Assigned task A - According to the report summary, why is the study particularly insightful for nonprofit professionals?
Assigned task B - Copy the report summary between "In the recent" and "and state-level characteristics.", inclusive.
Assigned task C - In the report summary, which organization funded the study?
Text block Start Marker
Understanding Generosity: A Look at What Influences Volunteering and Giving in the United States
Do Good Institute, School of Public Policy, University of Maryland (November 2023)
In the recent research report “Understanding Generosity: A Look at What Influences Volunteering and Giving in the United States,” authored by Nathan Dietz and Robert T. Grimm Jr. from the Do Good Institute at the University of Maryland, the decline in volunteering and charitable giving in the United States is meticulously analyzed. Funded by the Generosity Commission, this study is particularly insightful for nonprofit professionals as it examines both micro- and macro-level factors contributing to this downward trend. The report reveals a significant decrease in formal volunteer rates and charitable donations, a pattern that emerged before the COVID-19 pandemic and has continued since. The decline, which began in the early 2000s for donations and early 2010s for volunteering, is linked to various individual, family, and state-level characteristics.
Text block End Marker
Dataset excerpts Start Marker
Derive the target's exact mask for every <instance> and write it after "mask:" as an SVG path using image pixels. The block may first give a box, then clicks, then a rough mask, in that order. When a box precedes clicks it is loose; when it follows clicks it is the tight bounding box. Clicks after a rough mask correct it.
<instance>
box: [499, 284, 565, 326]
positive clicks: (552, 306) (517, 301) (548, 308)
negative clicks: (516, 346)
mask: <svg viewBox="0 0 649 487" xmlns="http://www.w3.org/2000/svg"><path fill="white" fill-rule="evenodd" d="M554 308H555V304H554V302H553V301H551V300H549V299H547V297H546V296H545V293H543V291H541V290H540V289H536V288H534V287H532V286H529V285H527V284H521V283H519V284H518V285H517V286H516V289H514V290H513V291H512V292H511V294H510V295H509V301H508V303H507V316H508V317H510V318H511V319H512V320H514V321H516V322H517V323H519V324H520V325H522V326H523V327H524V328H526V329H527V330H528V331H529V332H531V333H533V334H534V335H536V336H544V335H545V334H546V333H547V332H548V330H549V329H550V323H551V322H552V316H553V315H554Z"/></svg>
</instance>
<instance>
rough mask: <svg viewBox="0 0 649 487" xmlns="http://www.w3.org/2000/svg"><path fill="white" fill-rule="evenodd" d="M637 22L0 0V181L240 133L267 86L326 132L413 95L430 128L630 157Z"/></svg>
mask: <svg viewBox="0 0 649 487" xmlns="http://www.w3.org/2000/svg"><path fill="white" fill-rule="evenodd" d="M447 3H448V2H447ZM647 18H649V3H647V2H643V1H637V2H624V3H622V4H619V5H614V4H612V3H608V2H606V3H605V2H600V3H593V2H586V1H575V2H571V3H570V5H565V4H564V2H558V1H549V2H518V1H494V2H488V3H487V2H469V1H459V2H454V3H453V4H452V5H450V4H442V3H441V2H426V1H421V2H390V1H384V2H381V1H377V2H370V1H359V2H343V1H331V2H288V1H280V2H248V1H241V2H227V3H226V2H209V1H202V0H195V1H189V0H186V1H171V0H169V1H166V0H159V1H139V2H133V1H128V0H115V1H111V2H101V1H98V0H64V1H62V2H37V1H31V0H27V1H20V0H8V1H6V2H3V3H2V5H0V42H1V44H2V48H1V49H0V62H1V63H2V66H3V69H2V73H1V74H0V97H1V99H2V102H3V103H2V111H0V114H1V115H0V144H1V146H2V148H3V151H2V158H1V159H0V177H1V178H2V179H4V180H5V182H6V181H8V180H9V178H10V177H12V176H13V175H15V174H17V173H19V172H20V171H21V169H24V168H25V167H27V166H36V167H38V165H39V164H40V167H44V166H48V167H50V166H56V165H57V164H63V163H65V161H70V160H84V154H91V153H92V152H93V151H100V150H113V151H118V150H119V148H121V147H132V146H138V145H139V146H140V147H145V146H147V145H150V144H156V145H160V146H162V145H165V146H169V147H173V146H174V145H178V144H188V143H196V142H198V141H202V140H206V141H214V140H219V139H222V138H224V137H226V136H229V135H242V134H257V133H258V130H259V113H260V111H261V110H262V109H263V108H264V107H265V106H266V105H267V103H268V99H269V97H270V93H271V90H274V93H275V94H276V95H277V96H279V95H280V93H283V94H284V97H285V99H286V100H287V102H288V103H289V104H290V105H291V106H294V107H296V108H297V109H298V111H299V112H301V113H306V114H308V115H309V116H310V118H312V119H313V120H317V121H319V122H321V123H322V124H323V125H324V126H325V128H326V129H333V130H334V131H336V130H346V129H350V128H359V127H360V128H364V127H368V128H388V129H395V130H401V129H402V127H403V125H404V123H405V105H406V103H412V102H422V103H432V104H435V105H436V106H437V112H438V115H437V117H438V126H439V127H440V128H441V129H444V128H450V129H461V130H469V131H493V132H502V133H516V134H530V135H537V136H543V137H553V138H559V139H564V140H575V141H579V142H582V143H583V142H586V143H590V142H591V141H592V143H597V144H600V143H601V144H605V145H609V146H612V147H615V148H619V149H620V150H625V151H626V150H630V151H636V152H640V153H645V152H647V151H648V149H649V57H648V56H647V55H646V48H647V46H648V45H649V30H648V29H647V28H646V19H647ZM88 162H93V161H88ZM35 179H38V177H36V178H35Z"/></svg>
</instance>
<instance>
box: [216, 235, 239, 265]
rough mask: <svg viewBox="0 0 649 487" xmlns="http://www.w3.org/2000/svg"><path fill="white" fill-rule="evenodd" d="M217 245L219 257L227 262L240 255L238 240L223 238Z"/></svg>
Dataset excerpts End Marker
Exercise answer A - The study examines both micro- and macro-level factors behind the decline in volunteering and charitable giving.

Exercise answer B -
In the recent research report “Understanding Generosity: A Look at What Influences Volunteering and Giving in the United States,” authored by Nathan Dietz and Robert T. Grimm Jr. from the Do Good Institute at the University of Maryland, the decline in volunteering and charitable giving in the United States is meticulously analyzed. Funded by the Generosity Commission, this study is particularly insightful for nonprofit professionals as it examines both micro- and macro-level factors contributing to this downward trend. The report reveals a significant decrease in formal volunteer rates and charitable donations, a pattern that emerged before the COVID-19 pandemic and has continued since. The decline, which began in the early 2000s for donations and early 2010s for volunteering, is linked to various individual, family, and state-level characteristics.

Exercise answer C - The Generosity Commission.